### [Aim of the task]
Reproduce the rows below, substituting "drop a marker" for every occurrence of "place a pin" and leaving all other text unchanged.

╔══

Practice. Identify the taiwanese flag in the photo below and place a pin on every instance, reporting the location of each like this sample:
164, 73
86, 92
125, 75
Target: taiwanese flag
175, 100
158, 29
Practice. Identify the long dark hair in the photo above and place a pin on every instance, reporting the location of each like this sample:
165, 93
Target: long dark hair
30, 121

╚══

### [Written solution]
Practice. Identify the taiwanese flag in the photo below and drop a marker on every instance, reporting the location of each like this sample:
164, 73
86, 92
125, 75
Target: taiwanese flag
175, 100
158, 29
Practice. Identify the long dark hair in the photo above and drop a marker on every instance, reporting the location of each like this sample:
165, 93
Target: long dark hair
30, 121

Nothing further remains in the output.